_Page excerpt_
☆ ☆ ☆ ☆

- Born: Janinka Miroslava Alzbeta Chuml 20 October 1947 (age 77) Prague, Czechoslovakia
- Citizenship: New Zealander

Academic background
- Alma mater: Griffith University
- Thesis: Journeys into A Third Space: A study of how theatre enables us to interpret the emergent space between cultures (1999);
- Doctoral advisor: John O'Toole

Academic work
- Institutions: University of Canterbury
- Doctoral students: Jo Fletcher

= Janinka Greenwood =

Czech–New Zealand educator, playwright, poet

Janinka Greenwood (née Janinka Miroslava Alzbeta Chuml; born 20 October 1947) is a New Zealand academic, playwright and poet. Since 2018, she has been professor emerita in the School of Teacher Education at the University of Canterbury.

==Early life==
Greenwood was born Janinka Miroslava Alzbeta Chuml in Prague, Czechoslovakia, on 20 October 1947. Her family migrated to New Zealand and she became a naturalised New Zealander in 1960. She was educated at Baradene College of the Sacred Heart in Auckland. When she was in the sixth form, aged 16, she won the Theatre Arts Guild national essay competition, organised by the Christchurch Shakespeare Festival committee, on the topic "Shakespeare after four centuries".

==Academic career==
Greenwood completed a PhD titled Journeys into A Third Space: A study of how theatre enables us to interpret the emergent space between cultures at Griffith University. Greenwood then joined the faculty of the University of Canterbury, rising to full professor. She is director of the Research Lab for Creativity and Change. She was appointed professor emerita in 2018.

☆ ☆ ☆ ☆

_Short exercise A_
According to the biography of Janinka Greenwood, in what year did she become a naturalised New Zealander?
_Short exercise B_
Write the next part of the biography of Janinka Greenwood, picking up after its final sentence.

☆ ☆ ☆ ☆

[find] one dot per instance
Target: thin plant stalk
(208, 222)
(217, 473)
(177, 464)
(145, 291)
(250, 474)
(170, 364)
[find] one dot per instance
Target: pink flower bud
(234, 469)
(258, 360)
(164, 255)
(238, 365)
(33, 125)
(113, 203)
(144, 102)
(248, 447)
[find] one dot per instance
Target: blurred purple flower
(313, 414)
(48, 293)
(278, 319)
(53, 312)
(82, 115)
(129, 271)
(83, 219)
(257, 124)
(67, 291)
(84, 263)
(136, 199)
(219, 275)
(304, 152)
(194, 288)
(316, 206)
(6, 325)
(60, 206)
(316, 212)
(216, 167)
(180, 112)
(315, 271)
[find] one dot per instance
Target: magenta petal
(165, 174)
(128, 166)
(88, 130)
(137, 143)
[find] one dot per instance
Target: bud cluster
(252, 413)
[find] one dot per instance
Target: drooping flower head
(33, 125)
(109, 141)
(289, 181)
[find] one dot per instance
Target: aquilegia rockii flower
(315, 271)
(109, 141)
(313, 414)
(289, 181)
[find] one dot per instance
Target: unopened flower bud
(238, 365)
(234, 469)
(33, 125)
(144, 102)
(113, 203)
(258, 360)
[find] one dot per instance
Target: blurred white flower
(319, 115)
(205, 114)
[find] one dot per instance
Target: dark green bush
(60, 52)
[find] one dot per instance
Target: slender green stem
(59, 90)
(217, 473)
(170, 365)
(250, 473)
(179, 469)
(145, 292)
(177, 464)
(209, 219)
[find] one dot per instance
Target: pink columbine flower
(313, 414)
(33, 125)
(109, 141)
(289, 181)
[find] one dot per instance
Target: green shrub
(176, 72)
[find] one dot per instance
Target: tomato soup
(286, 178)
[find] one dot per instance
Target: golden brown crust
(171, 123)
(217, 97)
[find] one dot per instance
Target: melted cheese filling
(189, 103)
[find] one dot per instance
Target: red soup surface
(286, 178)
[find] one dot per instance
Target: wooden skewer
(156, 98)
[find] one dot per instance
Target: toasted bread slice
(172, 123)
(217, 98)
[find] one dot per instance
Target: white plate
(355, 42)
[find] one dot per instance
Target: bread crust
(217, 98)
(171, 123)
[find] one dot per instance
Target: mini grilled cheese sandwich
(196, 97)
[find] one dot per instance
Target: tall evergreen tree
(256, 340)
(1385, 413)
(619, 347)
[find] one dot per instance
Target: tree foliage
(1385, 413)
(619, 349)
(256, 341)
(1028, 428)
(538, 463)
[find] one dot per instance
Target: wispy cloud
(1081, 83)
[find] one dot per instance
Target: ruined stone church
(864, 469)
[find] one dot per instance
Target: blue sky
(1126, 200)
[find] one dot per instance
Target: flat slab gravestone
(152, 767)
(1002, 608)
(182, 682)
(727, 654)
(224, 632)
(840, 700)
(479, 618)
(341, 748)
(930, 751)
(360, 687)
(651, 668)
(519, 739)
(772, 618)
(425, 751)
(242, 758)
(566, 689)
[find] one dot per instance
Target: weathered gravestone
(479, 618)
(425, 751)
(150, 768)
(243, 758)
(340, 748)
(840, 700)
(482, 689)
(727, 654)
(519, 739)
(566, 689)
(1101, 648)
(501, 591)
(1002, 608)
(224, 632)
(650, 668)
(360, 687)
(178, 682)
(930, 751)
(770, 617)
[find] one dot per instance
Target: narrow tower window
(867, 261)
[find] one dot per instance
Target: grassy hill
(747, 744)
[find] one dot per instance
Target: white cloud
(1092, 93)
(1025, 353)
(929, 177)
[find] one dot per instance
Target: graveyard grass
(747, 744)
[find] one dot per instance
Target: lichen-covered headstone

☆ ☆ ☆ ☆

_Output A_
1960

_Output B_
Greenwood taught drama in primary, secondary and tertiary education settings for twenty years. Greenwood is known internationally for her research into the use of drama and theatre in education. She has written a number of resources for teachers, and was involved with the Te Mauri Pakeaka project. This project, created by Arnold Wilson, ran from the late 1970s until 1988, and was an educational programme aimed at making a 'third space' for Māori and Pākehā cultures to come together in the creation of art.

Greenwood was publications officer for the New Zealand Association for Drama in Education. She is also a playwright and poet. She has collaborated internationally with researchers in Bangladesh, Norway, Canada, Czech Republic, Germany, Thailand, and Malaysia.

In 2020, Greenwood was a keynote speaker at the International Society for Education through Art conference, where she talked about the responses of arts communities to lockdowns and social division. In 2022 Greenwood was the co-organiser of an art auction in Northland to raise money for artists in Ukraine.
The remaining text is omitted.